> Travail à faire: Dans les données ci-dessous, réécrivez sous forme de liste numérotée le passage qui va de la ligne contenant « back and draw a box around each match. » jusqu'à la ligne contenant « [356,268,499,354] », les deux incluses. N'y mettez pas les lignes vides.

> Données brutes:
====

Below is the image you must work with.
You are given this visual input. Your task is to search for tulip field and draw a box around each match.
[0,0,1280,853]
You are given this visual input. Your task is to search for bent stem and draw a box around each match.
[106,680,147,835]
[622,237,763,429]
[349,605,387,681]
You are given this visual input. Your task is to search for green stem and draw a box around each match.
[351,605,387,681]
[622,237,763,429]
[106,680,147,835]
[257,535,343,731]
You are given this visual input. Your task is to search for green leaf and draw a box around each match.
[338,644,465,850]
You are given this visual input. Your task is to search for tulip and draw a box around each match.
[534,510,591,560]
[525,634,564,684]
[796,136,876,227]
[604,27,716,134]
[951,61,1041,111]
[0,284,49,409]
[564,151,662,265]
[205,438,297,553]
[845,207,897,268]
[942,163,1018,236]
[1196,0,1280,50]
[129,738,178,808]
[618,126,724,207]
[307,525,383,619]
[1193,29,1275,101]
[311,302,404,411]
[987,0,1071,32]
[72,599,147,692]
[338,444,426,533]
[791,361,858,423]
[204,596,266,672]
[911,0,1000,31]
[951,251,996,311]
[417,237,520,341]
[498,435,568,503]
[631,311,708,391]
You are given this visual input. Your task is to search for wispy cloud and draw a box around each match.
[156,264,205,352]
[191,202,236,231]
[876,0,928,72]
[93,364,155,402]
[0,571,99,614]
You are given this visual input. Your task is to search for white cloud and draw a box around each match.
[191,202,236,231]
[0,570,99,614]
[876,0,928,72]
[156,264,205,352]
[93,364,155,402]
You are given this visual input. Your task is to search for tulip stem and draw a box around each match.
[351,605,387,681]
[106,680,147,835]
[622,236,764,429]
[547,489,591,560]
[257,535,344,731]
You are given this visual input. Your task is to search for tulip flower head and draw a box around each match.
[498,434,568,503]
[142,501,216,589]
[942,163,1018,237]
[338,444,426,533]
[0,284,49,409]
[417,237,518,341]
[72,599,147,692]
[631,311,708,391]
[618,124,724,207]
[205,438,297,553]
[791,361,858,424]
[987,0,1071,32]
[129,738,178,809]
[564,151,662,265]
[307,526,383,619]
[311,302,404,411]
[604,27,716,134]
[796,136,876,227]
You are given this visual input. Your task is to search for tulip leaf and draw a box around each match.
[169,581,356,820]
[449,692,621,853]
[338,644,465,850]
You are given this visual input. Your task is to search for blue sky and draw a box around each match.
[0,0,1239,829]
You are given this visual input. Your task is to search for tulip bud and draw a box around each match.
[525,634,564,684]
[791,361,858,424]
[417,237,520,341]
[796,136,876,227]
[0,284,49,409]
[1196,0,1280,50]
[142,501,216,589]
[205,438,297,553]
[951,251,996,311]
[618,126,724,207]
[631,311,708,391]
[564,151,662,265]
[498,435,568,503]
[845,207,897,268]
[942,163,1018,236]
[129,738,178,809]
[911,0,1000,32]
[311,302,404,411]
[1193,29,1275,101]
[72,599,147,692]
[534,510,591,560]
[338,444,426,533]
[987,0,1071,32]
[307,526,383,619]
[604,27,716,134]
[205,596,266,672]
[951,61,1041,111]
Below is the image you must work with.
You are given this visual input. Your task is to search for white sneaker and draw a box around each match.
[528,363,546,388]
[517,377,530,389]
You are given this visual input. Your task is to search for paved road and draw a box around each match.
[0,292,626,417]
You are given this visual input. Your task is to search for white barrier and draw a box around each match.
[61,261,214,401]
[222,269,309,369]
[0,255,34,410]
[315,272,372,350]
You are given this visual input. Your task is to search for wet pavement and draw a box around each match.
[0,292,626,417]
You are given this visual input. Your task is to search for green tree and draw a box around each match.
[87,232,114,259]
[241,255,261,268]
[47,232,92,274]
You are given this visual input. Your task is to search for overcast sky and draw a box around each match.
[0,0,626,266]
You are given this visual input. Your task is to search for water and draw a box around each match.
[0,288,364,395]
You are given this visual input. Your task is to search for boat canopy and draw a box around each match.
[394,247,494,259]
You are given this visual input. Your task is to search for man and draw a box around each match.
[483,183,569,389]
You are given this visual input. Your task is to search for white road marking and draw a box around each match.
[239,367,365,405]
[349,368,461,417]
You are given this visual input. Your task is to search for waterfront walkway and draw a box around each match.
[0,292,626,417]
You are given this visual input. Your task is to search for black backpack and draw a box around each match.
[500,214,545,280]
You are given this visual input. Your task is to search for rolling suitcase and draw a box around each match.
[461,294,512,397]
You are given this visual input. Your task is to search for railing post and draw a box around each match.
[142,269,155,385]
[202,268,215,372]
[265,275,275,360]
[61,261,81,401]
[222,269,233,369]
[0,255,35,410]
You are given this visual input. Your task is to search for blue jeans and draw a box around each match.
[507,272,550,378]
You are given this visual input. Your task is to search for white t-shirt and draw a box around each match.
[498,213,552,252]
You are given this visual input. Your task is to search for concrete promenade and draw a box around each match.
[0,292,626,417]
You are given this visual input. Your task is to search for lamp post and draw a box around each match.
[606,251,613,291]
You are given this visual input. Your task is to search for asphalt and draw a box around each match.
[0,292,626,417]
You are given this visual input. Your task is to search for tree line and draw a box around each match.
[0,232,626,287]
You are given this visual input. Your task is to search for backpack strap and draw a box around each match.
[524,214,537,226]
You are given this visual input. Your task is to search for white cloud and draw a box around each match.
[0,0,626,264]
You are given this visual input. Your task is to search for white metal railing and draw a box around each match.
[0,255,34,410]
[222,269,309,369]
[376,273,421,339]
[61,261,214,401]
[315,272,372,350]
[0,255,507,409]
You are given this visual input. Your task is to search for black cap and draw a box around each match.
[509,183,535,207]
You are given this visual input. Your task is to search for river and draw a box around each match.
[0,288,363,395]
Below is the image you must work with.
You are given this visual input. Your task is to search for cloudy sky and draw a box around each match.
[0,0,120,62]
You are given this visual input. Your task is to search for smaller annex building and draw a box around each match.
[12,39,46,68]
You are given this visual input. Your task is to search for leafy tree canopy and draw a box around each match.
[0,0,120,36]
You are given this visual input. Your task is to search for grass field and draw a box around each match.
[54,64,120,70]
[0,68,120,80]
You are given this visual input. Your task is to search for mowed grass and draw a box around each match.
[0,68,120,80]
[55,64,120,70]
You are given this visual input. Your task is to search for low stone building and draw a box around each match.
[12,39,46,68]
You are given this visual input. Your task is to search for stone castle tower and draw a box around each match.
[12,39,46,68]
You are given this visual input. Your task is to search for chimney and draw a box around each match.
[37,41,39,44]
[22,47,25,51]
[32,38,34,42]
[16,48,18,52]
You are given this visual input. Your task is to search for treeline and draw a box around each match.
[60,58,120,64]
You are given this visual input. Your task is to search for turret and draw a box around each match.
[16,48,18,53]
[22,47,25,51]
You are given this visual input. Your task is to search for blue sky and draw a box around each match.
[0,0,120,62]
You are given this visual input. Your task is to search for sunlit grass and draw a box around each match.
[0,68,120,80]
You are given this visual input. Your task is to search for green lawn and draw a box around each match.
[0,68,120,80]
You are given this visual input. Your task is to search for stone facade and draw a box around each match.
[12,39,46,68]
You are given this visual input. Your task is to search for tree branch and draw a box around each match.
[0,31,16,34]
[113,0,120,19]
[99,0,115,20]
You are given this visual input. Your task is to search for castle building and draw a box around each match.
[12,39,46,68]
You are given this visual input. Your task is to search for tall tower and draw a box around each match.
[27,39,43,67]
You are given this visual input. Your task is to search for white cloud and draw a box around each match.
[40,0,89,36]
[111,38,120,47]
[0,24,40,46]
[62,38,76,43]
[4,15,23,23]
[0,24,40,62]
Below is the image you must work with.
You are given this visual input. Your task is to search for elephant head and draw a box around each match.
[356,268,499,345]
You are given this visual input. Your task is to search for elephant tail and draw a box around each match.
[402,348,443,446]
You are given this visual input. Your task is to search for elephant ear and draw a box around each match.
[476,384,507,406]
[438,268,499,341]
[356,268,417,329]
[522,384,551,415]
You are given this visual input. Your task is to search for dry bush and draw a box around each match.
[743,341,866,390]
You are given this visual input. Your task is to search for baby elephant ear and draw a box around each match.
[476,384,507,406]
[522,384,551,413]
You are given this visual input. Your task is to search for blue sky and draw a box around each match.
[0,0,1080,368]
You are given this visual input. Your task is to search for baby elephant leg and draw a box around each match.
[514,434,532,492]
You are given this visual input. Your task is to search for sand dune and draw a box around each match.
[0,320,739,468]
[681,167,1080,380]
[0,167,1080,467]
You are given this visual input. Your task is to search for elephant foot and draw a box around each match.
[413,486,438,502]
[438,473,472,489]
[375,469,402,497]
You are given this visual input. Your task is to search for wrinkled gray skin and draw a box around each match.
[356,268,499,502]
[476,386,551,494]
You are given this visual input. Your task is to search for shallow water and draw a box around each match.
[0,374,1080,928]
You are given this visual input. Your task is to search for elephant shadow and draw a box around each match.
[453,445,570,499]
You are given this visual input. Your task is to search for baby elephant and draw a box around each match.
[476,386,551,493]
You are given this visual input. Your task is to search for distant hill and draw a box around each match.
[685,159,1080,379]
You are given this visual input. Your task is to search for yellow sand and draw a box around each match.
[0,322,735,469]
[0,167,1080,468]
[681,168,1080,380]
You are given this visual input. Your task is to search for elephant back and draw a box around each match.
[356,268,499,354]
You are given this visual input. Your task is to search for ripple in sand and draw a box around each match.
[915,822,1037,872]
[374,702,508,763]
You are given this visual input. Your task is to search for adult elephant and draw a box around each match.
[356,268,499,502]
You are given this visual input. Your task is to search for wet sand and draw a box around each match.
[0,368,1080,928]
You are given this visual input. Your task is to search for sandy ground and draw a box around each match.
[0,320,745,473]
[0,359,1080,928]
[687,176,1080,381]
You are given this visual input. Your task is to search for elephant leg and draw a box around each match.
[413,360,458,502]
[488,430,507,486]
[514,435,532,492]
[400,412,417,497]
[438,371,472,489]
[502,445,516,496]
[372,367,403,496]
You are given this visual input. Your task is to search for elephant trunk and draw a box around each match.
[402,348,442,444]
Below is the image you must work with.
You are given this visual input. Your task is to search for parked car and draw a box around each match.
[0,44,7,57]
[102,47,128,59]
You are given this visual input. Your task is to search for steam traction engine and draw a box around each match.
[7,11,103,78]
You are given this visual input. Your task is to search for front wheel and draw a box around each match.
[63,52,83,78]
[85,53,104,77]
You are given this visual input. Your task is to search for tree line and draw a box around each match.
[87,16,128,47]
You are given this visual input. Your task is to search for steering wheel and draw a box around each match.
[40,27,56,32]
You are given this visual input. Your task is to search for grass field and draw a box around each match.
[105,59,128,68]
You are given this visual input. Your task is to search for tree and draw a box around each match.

====

> Solution rédigée:
1. You are given this visual input. Your task is to search for elephant back and draw a box around each match.
2. [356,268,499,354]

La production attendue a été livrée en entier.